* Exercise
Please repeat, without alteration, the line containing "Task brief: identify the washington" and every line that follows it to the end of the entries below, and only those lines.

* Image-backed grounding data
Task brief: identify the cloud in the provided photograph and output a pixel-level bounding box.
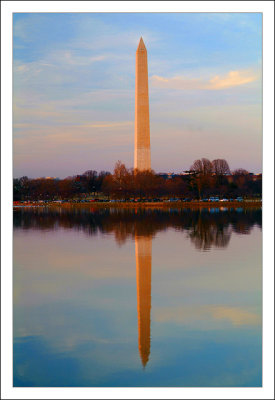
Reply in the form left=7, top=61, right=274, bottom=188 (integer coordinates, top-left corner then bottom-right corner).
left=14, top=123, right=133, bottom=145
left=151, top=75, right=202, bottom=90
left=52, top=51, right=107, bottom=66
left=81, top=122, right=133, bottom=128
left=13, top=123, right=35, bottom=129
left=154, top=305, right=261, bottom=327
left=13, top=50, right=108, bottom=80
left=211, top=306, right=261, bottom=326
left=208, top=70, right=257, bottom=89
left=151, top=70, right=258, bottom=91
left=13, top=89, right=133, bottom=130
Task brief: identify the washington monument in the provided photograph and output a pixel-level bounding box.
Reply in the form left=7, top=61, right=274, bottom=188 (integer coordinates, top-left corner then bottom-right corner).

* Written solution
Task brief: identify the washington monument in the provided photograph and output a pixel-level bounding box.
Reply in the form left=7, top=61, right=274, bottom=188 (integer coordinates, top-left corner then bottom-right corner).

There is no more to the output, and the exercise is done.